> **Data for analysis**
--- START ---

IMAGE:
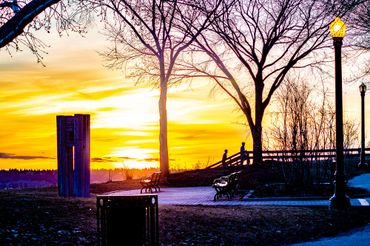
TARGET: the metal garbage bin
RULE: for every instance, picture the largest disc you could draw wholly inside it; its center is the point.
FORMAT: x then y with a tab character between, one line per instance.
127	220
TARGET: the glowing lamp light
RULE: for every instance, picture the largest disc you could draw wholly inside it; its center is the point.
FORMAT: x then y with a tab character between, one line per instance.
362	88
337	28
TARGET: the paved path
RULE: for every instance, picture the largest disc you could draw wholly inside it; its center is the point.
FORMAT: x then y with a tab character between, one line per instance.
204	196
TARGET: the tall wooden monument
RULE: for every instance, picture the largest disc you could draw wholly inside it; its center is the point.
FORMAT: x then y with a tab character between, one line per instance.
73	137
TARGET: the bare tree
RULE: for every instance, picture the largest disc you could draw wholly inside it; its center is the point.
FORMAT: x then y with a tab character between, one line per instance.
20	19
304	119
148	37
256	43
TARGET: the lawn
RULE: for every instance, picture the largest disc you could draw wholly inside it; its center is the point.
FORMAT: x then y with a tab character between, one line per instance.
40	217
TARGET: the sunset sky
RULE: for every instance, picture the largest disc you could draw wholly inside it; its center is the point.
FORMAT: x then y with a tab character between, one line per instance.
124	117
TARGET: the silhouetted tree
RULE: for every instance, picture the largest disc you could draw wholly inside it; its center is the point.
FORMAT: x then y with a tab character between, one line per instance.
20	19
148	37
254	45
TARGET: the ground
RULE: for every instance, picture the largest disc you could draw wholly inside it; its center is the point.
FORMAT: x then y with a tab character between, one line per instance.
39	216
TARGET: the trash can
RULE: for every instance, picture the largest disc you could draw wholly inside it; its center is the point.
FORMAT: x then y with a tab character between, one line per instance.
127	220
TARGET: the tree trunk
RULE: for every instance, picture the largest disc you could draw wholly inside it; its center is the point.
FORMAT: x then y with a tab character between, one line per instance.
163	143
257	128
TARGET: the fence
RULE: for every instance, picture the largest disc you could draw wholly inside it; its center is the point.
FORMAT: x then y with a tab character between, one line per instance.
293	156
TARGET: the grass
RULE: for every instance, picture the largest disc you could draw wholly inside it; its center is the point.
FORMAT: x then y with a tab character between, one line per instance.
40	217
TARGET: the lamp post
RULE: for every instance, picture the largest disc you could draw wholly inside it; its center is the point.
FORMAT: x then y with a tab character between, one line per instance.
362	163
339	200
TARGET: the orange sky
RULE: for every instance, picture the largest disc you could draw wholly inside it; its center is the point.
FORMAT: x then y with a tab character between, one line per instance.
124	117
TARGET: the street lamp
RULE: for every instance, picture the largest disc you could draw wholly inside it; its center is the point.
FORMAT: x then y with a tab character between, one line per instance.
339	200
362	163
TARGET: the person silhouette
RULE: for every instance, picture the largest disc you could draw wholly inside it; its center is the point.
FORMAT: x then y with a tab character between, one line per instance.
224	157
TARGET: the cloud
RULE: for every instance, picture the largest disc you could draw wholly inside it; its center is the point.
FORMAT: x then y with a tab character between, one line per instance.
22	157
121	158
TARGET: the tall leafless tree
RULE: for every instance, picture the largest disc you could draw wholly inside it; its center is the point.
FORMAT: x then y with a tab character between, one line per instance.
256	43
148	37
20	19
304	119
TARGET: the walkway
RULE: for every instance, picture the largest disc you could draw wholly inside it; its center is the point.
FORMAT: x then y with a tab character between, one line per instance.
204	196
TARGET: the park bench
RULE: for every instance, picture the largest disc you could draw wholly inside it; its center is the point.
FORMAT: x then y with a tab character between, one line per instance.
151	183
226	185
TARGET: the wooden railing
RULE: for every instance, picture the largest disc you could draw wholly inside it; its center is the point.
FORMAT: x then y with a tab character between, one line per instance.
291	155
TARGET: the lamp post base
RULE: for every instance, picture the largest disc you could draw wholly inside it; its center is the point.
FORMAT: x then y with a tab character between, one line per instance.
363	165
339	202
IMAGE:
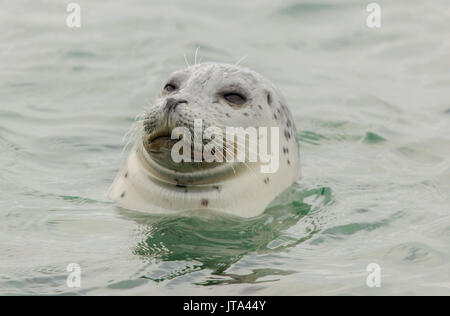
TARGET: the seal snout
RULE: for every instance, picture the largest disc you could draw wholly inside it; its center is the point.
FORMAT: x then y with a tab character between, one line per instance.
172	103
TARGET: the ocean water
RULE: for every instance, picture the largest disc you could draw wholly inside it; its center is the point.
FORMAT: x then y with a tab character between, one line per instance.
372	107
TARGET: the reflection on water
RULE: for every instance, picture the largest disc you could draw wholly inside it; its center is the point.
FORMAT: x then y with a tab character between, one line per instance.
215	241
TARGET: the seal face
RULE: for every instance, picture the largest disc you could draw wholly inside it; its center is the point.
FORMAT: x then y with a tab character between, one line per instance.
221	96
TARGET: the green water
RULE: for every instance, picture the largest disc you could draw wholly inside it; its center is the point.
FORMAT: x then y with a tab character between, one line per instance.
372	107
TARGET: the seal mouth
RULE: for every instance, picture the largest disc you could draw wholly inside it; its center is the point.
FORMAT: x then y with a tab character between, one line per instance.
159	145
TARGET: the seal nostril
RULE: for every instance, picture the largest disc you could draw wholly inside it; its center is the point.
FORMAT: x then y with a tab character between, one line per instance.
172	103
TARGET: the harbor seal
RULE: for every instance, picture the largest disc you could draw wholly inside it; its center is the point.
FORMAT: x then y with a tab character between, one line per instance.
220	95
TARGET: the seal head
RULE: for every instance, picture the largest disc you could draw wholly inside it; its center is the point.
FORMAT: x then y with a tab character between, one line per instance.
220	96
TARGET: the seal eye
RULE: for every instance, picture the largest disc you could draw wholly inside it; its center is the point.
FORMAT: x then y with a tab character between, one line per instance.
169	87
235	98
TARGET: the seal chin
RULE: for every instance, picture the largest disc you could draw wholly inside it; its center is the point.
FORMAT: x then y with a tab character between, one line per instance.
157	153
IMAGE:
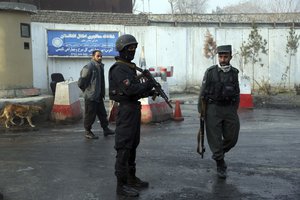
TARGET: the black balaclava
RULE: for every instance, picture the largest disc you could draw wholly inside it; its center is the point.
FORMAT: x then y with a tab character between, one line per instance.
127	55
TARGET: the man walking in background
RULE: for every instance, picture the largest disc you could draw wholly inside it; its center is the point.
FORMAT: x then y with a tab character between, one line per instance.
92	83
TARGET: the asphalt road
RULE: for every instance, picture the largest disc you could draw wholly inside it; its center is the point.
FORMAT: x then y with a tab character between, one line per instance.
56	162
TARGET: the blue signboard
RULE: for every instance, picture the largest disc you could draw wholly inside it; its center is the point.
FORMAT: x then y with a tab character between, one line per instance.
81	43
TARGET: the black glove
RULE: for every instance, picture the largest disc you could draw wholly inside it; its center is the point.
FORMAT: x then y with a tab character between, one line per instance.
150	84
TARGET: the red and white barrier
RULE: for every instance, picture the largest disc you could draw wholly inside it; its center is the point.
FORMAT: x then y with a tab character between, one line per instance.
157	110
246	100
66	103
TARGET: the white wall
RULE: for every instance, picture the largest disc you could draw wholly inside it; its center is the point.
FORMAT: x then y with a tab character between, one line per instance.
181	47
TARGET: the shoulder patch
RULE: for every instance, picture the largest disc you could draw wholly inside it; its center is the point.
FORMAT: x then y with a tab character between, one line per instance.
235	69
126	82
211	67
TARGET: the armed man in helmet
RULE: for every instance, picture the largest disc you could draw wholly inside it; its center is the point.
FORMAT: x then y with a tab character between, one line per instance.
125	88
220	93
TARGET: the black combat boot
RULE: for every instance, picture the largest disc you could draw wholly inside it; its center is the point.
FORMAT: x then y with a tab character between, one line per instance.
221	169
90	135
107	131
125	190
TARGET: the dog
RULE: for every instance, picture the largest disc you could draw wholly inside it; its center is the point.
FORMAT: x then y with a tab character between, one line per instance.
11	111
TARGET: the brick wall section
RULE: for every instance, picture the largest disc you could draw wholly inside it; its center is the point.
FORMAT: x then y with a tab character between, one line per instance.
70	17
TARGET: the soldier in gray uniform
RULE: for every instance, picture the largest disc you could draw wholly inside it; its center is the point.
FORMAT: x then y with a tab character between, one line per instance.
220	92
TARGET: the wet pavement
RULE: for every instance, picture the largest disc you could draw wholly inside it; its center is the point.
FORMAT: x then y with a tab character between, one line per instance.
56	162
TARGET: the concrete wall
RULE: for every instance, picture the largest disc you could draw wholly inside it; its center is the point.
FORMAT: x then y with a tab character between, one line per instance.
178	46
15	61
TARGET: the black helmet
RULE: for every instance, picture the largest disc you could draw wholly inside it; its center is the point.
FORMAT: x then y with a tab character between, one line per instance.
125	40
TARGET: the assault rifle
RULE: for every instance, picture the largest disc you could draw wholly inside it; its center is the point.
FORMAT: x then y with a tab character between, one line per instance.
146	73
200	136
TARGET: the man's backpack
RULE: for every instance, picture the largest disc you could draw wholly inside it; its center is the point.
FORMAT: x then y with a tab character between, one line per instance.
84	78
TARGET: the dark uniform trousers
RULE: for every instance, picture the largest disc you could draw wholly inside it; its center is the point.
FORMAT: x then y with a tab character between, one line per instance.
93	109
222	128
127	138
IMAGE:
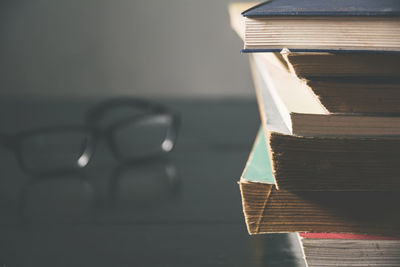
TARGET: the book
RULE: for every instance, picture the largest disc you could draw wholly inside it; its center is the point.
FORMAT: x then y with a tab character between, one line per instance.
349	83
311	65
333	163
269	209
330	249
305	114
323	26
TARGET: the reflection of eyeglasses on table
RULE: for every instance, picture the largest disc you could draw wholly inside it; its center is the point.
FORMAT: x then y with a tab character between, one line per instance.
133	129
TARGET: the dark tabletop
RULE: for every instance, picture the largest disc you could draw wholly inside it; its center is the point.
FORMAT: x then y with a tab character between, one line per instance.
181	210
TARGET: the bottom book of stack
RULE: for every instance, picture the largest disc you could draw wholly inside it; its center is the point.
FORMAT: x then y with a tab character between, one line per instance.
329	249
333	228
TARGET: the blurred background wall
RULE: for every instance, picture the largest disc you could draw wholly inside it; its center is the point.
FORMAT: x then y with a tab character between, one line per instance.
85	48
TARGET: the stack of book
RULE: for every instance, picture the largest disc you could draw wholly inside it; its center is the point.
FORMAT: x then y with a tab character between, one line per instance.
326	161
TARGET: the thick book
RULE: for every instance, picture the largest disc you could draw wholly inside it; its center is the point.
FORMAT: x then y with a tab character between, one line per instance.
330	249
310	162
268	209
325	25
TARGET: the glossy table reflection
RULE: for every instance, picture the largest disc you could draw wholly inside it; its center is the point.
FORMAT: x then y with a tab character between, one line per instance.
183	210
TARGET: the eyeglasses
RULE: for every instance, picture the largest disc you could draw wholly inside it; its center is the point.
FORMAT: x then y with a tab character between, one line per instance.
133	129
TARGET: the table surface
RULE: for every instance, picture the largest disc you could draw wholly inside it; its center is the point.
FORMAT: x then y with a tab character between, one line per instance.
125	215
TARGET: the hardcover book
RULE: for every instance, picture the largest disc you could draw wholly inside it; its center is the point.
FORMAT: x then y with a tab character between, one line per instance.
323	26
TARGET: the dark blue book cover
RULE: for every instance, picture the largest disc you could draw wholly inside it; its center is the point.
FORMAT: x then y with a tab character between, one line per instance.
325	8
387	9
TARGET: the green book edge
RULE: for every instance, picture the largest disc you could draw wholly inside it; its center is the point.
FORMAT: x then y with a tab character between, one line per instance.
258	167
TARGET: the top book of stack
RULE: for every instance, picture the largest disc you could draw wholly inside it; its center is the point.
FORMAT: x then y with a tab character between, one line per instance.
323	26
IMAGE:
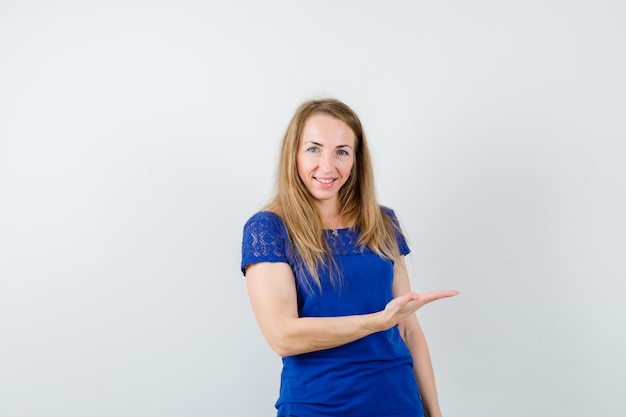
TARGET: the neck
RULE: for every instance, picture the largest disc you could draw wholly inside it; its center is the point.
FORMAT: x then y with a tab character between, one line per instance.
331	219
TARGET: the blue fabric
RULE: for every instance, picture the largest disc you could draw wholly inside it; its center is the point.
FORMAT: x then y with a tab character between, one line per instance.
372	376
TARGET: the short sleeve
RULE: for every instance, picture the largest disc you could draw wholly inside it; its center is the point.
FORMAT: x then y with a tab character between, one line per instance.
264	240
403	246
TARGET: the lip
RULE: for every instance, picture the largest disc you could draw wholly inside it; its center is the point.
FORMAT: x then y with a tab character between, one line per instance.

--- END ---

Go through the listing and copy each line that includes the string "black".

TARGET: the black balaclava
TARGET: the black glove
TARGET: the black combat boot
TARGET: the black helmet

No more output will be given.